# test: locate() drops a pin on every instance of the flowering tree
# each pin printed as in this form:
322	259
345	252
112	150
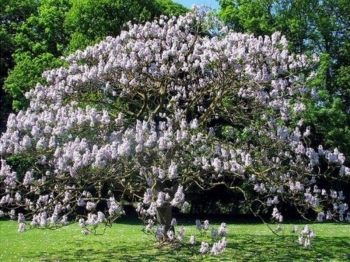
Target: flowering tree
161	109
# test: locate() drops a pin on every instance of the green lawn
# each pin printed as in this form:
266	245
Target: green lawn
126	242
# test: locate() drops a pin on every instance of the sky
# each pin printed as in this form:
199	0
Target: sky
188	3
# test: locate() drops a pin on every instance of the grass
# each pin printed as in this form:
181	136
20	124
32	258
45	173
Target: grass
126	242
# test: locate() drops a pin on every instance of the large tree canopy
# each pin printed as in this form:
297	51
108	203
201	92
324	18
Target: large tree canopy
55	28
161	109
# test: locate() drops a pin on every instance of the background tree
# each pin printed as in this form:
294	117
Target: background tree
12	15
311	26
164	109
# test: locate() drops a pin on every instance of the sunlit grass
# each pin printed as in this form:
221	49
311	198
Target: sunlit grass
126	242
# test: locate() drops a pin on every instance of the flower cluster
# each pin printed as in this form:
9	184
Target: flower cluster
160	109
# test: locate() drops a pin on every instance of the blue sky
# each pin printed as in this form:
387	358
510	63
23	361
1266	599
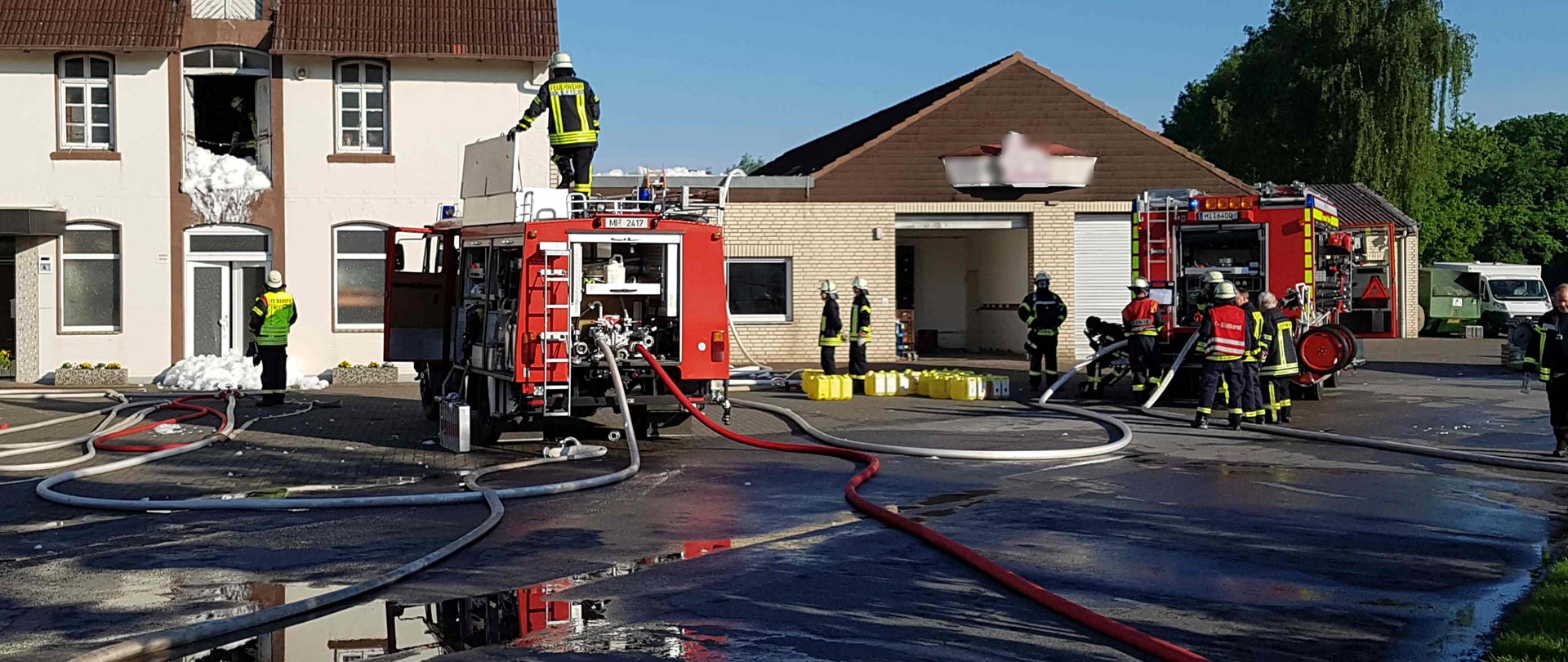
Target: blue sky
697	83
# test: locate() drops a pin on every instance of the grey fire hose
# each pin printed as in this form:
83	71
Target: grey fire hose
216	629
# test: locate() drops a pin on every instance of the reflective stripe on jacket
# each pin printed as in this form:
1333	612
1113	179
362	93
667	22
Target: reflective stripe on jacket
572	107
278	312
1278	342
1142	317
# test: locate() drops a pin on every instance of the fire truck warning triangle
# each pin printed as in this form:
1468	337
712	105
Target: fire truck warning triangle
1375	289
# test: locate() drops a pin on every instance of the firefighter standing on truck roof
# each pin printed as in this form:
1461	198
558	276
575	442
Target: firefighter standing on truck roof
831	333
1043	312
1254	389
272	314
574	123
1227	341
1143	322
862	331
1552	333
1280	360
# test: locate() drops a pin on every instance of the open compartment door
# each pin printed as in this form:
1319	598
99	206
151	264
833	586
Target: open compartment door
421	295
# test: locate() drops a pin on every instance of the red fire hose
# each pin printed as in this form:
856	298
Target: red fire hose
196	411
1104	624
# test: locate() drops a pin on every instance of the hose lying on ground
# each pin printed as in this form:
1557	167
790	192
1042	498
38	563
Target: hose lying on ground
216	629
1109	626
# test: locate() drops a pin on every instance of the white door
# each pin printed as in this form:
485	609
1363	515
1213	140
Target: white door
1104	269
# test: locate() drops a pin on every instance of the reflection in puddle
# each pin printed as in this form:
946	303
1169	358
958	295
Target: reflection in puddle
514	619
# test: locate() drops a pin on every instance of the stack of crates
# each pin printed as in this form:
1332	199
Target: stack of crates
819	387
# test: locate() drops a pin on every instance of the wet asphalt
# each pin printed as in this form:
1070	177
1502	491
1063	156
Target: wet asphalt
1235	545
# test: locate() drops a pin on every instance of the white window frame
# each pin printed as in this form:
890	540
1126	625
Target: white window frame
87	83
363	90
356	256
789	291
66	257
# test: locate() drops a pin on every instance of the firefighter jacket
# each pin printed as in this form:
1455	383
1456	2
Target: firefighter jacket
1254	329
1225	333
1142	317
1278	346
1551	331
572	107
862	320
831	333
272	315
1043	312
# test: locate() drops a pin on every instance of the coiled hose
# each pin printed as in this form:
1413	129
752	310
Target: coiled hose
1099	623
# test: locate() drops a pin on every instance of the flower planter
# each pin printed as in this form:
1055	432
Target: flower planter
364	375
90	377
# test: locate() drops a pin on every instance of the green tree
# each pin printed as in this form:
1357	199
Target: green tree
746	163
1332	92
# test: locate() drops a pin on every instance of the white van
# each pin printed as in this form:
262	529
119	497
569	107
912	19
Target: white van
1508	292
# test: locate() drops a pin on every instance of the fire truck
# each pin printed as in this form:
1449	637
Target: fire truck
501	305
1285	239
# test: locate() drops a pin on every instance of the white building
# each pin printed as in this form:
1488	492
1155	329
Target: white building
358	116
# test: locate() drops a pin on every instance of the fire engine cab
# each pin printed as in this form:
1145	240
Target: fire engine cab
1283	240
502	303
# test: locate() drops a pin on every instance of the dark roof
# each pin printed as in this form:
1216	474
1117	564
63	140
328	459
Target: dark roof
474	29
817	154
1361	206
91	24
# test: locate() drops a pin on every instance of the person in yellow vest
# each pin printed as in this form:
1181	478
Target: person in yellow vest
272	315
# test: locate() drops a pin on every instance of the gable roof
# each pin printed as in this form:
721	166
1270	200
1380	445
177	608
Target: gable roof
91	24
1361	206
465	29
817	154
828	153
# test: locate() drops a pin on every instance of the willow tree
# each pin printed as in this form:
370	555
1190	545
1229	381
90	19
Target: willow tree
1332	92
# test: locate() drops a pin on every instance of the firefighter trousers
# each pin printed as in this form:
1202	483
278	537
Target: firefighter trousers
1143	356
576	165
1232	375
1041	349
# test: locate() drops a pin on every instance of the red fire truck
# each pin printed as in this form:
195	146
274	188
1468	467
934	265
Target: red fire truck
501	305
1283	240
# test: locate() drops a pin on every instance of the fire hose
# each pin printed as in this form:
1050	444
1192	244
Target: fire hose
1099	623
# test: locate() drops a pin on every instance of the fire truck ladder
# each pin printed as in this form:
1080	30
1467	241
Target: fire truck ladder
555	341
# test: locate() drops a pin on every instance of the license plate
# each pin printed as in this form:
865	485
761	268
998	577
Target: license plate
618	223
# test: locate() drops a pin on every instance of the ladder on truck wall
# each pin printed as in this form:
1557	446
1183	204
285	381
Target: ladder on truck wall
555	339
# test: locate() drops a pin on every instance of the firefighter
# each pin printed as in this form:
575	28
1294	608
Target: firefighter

------------------------------------

Reproduce every entry exactly, but omit each picture.

# test: locate() drops a pin on every instance of the flowering tree
# each pin printed as in this form:
322	259
345	252
112	150
Target: flowering tree
161	109
# test: locate() drops a pin on every instance of the green lawn
# each pin printed as in this form:
266	245
Target: green lawn
126	242
# test: locate() drops a pin on every instance of the sky
# each pin printed as in this form:
199	0
Target: sky
188	3
# test: locate() drops a pin on every instance of the grass
# each pin printed as in this form:
181	136
20	124
32	258
45	173
Target: grass
126	242
# test: locate() drops a pin on every instance of the large tree canopy
# each pin printed as in this form:
297	51
108	203
201	92
324	18
Target: large tree canopy
55	28
161	109
# test: locate() drops a pin on every instance of the background tree
# each pin printed as in this form:
294	117
Target: background tree
12	15
311	26
164	109
# test: locate() drops a pin on every instance of the sunlit grass
# each pin printed as in this form:
221	49
311	198
Target: sunlit grass
126	242
# test: locate() drops a pin on every instance of the flower cluster
# each pin printed as in this form:
9	184
Target: flower cluster
160	109
# test: locate() drops a pin on every instance of the blue sky
# each pin printed as in this form:
387	358
510	63
23	361
1266	599
Target: blue sky
697	83
# test: locate() drops a pin on every instance of the grey fire hose
# each pin printed as in this form:
83	71
Target: grey fire hose
216	629
# test: locate() drops a pin on every instance of the reflective stripe on jacket
# each pin printed as in this form:
1333	612
1113	179
362	93
667	22
Target: reflective stripe on jacket
572	107
278	312
1278	342
1142	317
# test: locate() drops a pin on every instance of the fire truck warning triangle
# each pin printed as in this form:
1468	337
712	105
Target: fire truck warning triangle
1375	289
# test: locate() drops a pin on every instance of the firefighter standing on truck roof
# each pin printed as in this form:
1461	198
558	276
575	442
Target: firefighter standing on truck roof
831	333
1043	312
1254	389
272	314
574	123
1227	341
1143	322
862	331
1552	333
1280	360
# test: locate() drops a pin on every instance of the open compartment door
# each pin printed as in this form:
1319	598
99	206
151	264
833	586
Target: open compartment door
421	295
# test: locate() drops a pin on every instance of the red fire hose
# each pin printed as in this form:
856	298
Target: red fire hose
196	411
1104	624
# test: locate() drops a pin on every instance of the hose lying on ground
# each pin printed as in this form:
1557	167
790	192
1042	498
38	563
Target: hose lying on ground
216	629
1109	626
# test: locate() drops a pin on every instance of the white door
# each pin printed as in this form:
485	609
1363	515
1213	140
Target: white door
1104	269
# test: locate() drops a pin on every instance of the reflection in puddle
# each pin printed as in this form:
946	303
1169	358
958	295
Target: reflection in puddle
514	619
# test: locate() drops a pin on every instance of the stack of crates
# each pin printed as in this form:
1332	199
Target: stack of crates
819	387
# test: locate() drops a pin on every instance of the wet asphalt
# each pin printed as in this form:
1070	177
1502	491
1063	156
Target: wet asphalt
1235	545
# test: locate() drops a pin on every instance of the white window frame
# each pin printed as in this form:
890	540
1126	625
Target: white window frame
87	83
363	90
356	256
789	291
66	257
# test: locate() drops a pin on every instance of the firefighter jacket
# each pin printed as in this form:
1455	383
1456	2
Target: firefighter jacket
1254	329
1225	333
1142	317
1278	346
1551	331
572	107
862	320
831	333
272	315
1043	312
# test: locate() drops a pin on every instance of the coiled hose
# each pin printed as in this form:
1413	129
752	310
Target: coiled hose
1099	623
# test: locate() drops a pin on every instance of the flower planter
# each pin printed as in this form:
1055	432
Target: flower planter
364	375
90	377
# test: locate() drops a pin on every instance of the green tree
# each pin printed as in this form:
1357	199
Target: green tree
746	163
1332	92
# test: locate() drops a pin on every instance of the white van
# each pin printed as in this form:
262	529
119	497
569	107
912	19
Target: white van
1508	292
# test: locate() drops a pin on every instance of the fire truck
# each pin printed as in this form:
1449	637
Target: fire truck
501	305
1285	239
# test: locate() drops a pin on every instance of the white building
# each pin printed as in this form:
1488	492
1155	329
Target: white building
358	116
# test: locate() drops a pin on every instance of the fire engine cab
# each pin printed as in this form:
1145	240
Target: fire engine cab
1283	240
502	303
# test: locate() drops a pin on every instance of the dark roof
# each pin printed as in this form:
1216	474
1117	564
63	140
328	459
Target: dark roof
474	29
817	154
1361	206
91	24
# test: locate() drops a pin on every instance of the person in yellow vest
# each pin printed as in this form:
1181	478
Target: person in yellow vest
272	315
# test: locate() drops a pin on every instance of the gable roof
# each pin printed as in this form:
721	166
1270	200
1380	445
177	608
Target: gable roof
91	24
1361	206
465	29
817	154
828	153
# test: locate() drops a pin on every instance of the willow tree
# each pin printed as in this form:
370	555
1190	545
1229	381
90	19
Target: willow tree
1332	92
# test: locate() drops a pin on every instance of the firefighter trousers
# each pin printed as in this form:
1202	483
278	537
Target: firefighter trousers
1143	356
576	165
1232	375
1041	349
# test: locate() drops a pin on every instance of the red fire truck
# each pin printed as in this form:
195	146
274	188
1468	467
934	265
Target: red fire truck
501	305
1283	240
# test: locate() drops a pin on every instance of the fire hose
# each pin printed as in this form:
1050	444
1192	244
Target: fire hose
1099	623
# test: locate() drops a pin on every instance of the fire truck ladder
# each pin printed as in this form:
1080	30
1467	241
Target: fire truck ladder
555	341
# test: locate() drops a pin on every instance of the license plate
# each pin printed as in this form:
865	485
761	268
998	577
Target: license plate
618	223
# test: locate() drops a pin on every instance of the ladder on truck wall
# each pin printed as in this form:
1557	446
1183	204
285	381
Target: ladder on truck wall
555	339
# test: locate() drops a pin on every instance of the firefighter
# each pin printed as in this form:
575	28
1294	608
Target: firefighter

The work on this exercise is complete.